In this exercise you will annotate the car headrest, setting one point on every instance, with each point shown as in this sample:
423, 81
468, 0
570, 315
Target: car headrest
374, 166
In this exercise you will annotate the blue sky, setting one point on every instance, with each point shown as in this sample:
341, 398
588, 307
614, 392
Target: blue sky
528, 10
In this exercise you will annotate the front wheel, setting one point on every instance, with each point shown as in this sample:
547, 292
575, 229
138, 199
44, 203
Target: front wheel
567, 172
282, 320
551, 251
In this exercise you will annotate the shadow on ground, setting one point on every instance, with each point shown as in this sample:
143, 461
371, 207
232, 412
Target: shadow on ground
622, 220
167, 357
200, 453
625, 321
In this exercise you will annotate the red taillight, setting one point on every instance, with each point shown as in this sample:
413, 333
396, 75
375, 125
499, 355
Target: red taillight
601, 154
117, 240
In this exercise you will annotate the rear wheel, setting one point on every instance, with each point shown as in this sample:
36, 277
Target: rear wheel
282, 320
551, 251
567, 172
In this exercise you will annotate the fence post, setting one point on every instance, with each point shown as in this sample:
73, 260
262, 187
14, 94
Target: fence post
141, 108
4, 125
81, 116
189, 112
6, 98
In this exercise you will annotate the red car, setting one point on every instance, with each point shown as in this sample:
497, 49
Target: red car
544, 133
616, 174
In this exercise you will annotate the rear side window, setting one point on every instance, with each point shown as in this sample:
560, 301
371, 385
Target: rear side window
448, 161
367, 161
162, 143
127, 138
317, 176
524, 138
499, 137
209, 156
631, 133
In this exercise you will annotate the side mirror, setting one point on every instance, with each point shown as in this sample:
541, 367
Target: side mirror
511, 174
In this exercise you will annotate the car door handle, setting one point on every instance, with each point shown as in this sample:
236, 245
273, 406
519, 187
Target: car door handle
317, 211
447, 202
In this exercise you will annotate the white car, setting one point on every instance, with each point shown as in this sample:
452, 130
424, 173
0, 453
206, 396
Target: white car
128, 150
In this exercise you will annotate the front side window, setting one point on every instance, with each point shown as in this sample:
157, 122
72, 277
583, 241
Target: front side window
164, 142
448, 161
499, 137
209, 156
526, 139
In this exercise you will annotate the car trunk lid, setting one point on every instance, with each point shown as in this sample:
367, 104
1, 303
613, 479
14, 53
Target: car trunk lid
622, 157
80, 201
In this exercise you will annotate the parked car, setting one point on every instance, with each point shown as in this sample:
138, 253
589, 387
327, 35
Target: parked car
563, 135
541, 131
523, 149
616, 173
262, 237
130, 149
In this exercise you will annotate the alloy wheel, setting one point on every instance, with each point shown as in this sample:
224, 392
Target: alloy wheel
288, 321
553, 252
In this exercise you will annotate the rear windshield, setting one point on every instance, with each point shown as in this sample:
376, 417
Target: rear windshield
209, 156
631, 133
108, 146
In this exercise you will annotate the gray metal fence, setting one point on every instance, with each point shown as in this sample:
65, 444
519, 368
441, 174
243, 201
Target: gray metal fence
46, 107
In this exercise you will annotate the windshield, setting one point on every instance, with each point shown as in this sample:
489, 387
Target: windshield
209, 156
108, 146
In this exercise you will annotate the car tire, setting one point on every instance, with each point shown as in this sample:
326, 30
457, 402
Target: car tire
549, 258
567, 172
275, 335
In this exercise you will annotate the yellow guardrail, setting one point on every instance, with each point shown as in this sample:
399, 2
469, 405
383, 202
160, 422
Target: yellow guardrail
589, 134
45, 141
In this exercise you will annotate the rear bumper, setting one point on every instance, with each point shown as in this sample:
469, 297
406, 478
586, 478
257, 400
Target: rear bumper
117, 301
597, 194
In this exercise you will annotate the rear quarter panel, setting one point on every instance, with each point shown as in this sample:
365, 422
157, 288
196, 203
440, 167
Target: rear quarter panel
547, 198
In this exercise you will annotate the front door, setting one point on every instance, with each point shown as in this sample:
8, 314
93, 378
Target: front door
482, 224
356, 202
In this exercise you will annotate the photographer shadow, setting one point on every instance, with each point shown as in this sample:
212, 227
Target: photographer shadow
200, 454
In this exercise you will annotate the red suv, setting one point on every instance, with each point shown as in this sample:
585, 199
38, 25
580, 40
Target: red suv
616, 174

=======

Repeat what the records above say. Use their exact words.

In this exercise you will annotate the car headrest, setting one point on every instance, with each point shown as in this sample:
423, 81
468, 0
570, 315
Target: car headrest
374, 166
In this exercise you will annotate the blue sky, setting one point on every instance, with each point shown as in this sample:
341, 398
588, 307
614, 392
Target: blue sky
528, 10
In this exercise you will annotate the front wheel, setting one point on every instance, with each point shown as in this sample:
547, 292
575, 229
138, 199
44, 203
Target: front wheel
567, 172
282, 320
551, 251
In this exercise you will annotate the shadow on ground, setting one point on every instance, with each point shown as in this sample:
143, 461
371, 207
232, 412
Target: shadow on ground
622, 220
167, 357
200, 453
625, 321
In this exercise you will annotate the red taillight, setting one point on every instance, with each point shown as in this sample:
413, 333
396, 75
375, 125
499, 355
Target: red taillight
601, 154
117, 240
In this exercise you will annotate the rear wheel, setting one point on every instance, with each point shown as in this sample:
36, 277
Target: rear wheel
282, 320
551, 251
567, 172
In this exercise you will annotate the fence post, setting one point on every instance, with each point shown as in this sample:
73, 260
262, 187
14, 94
Target: fence post
141, 108
4, 125
81, 116
189, 112
6, 98
In this exercise you will annotate the red car, setting one point on every instance, with each point shown as in this sample:
497, 49
Target: red car
544, 133
616, 174
In this exercise you will annotate the rear side window, setting one point on every instance, with each point shown as in this sample:
560, 301
371, 385
Target: rear side window
448, 161
367, 161
162, 143
127, 138
317, 176
524, 138
499, 137
209, 156
631, 133
In this exercise you will annotate the side mirror, setting one point on every instance, with each point shown as in this sample:
541, 367
Target: side mirror
511, 174
In this exercise you will annotate the car door handle, setting one point on every instance, with each point shown as in this sample:
236, 245
273, 406
519, 187
Target: car door handle
317, 211
447, 202
In this exercise you will annotate the white car, setting one point on every instance, with each point shown as in this sample:
452, 130
424, 173
0, 453
206, 396
Target: white car
128, 150
In this exercise you will annotate the front side window, setting one point on every instance, with each point shown as in this sample:
157, 122
72, 277
583, 241
Target: front side window
164, 142
448, 161
499, 137
209, 156
526, 139
In this exercise you will annotate the car trunk lid, setting one point on every instance, with each point shown as in this sample:
367, 104
1, 303
613, 479
14, 53
Target: car trunk lid
622, 157
80, 201
In this exercise you will annotate the parked car, setting one point on every instance, with each point shown as in this sample:
138, 253
589, 387
327, 35
Target: parked car
563, 135
541, 131
523, 149
616, 173
262, 237
130, 149
In this exercise you will annotate the alloy wheel, setting one point on every instance, with each point shown as in this sample:
224, 392
Target: alloy wheel
288, 321
553, 252
In this exercise you will annotate the rear windshield, setting one point on every instance, with each point shown as in this sample:
376, 417
Target: rear windshield
209, 156
631, 133
108, 146
In this exercise you will annotate the gray metal fence, setting one point on every instance, with each point shown as in this sample:
65, 444
519, 368
441, 174
243, 201
Target: gray metal fence
46, 107
In this exercise you will annotate the windshield, setting one point on every instance, with each point shown as in this sample:
489, 387
Target: windshield
209, 156
108, 146
In this exercise you will annotate the car tire, setting one point on every instance, with each point shown as in this sample:
326, 30
457, 402
Target: car tire
549, 258
567, 172
275, 335
In this exercise you will annotate the yellow guardrail, setting one point on every instance, with each point shown as in this sample:
399, 2
469, 405
383, 202
160, 422
Target: yellow guardrail
589, 134
45, 141
In this exercise you will annotate the rear bumper, setting one point on every instance, with each point shown as in this sample:
469, 297
406, 478
586, 478
257, 400
Target: rear bumper
117, 301
597, 194
In this exercise you will annotate the rear quarter panel, setting one point on every instance, with each point shown as in this sample:
365, 422
157, 288
196, 203
440, 167
Target: rear quarter panel
547, 198
In this exercise you will annotate the front door, setting one point on every instance, with each point shown as in this sample:
8, 314
93, 378
Target: front door
482, 224
356, 202
In this exercise you will annotate the photographer shadow, setting one point on every instance, with each point shown as in this sample:
212, 227
Target: photographer shadow
200, 454
In this exercise you will annotate the red suv, setting one point on every instance, with each point shown as in this sample:
585, 199
38, 25
580, 40
Target: red suv
616, 174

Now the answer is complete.